__Exercise details__.
Write out all of the material below line for line, changing nothing.

__Data for the task__.
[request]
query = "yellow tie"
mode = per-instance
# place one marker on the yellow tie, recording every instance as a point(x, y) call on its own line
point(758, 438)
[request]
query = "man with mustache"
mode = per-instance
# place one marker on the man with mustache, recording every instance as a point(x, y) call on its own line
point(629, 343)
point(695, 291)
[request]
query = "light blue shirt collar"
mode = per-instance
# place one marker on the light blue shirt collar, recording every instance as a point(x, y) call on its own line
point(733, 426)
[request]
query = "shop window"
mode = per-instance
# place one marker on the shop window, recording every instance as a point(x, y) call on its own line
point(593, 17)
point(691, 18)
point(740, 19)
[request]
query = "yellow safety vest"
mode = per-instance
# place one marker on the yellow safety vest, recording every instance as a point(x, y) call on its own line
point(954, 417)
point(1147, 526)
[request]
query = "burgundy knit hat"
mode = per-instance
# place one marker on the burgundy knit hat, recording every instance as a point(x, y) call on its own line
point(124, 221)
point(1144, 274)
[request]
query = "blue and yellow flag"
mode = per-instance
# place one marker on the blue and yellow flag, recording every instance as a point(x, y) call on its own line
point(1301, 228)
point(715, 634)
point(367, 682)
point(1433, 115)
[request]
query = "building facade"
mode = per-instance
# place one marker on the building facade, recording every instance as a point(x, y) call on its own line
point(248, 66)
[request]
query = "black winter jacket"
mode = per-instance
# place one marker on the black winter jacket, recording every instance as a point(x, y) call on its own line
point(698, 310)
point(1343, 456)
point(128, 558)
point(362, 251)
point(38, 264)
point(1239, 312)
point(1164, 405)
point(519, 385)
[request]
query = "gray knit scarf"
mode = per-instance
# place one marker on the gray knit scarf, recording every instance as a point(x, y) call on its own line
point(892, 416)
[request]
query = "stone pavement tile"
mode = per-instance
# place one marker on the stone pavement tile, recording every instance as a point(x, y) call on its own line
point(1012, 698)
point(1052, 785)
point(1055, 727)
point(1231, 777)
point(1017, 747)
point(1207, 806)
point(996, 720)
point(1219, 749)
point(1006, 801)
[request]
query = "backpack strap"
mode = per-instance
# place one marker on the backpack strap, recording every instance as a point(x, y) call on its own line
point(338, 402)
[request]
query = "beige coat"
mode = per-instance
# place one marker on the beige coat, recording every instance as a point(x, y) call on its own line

__Result__.
[request]
query = "yellow tie"
mode = per-instance
# place one marker on the yellow tie, recording every instance as a point(x, y) call on its own line
point(758, 438)
[request]
query = "man with mustache"
mode = per-instance
# place one marker on the man with mustache, recording every instance as a point(x, y) call on its own line
point(629, 343)
point(695, 291)
[request]
query = "light blue shirt collar"
mode = per-instance
# place one marker on the light blue shirt collar, recording every instance as a point(x, y) call on its own line
point(733, 426)
[request]
query = "shop window"
mode = per-instance
# place one marker on the shop window, recording every instance as a point(x, y) call on its own line
point(593, 17)
point(691, 18)
point(740, 19)
[request]
query = "yellow safety vest"
mode = per-instance
# place one marker on the yellow safety vest, recording every instance as a point(x, y) call on its own line
point(954, 417)
point(1147, 526)
[request]
query = "burgundy knit hat"
mode = per-instance
# place one marker on the burgundy knit hat, recording every instance as a point(x, y) call on its own line
point(124, 221)
point(1144, 274)
[request]
query = "blue and yellow flag"
mode = per-instance
# place one marker on the blue and yellow flag, recording every instance as a point(x, y) call on its own line
point(1301, 228)
point(715, 634)
point(367, 682)
point(1433, 115)
[request]
query = "building facade"
mode = per-instance
# place one marker on the building facade, recording every instance as a point(x, y) call on its own line
point(248, 66)
[request]
query = "black winter jacket"
mode = per-instance
# place one marker on the black winter jacket, recording every instance as a point(x, y) call on its own line
point(698, 310)
point(1343, 456)
point(128, 558)
point(362, 251)
point(38, 264)
point(1239, 312)
point(1164, 405)
point(519, 385)
[request]
query = "gray knit scarf"
mode = per-instance
# place one marker on the gray knit scarf, recording every instance as a point(x, y) call on its own line
point(892, 416)
[request]
query = "stone pavement tile"
mode = per-instance
# place one marker on the stone pavement tile, recording every instance as a point(x, y) call on its own line
point(1012, 698)
point(1052, 785)
point(1055, 727)
point(1231, 777)
point(1017, 747)
point(1207, 806)
point(996, 720)
point(1219, 749)
point(1006, 801)
[request]
query = "backpack strap"
mode = per-instance
# place one marker on the backpack strap, recording every instance as a point(x, y) call on its own line
point(338, 402)
[request]
query = "beige coat"
mode = per-instance
# place one marker on the beige coat, recording every instance as a point(x, y) call on its own line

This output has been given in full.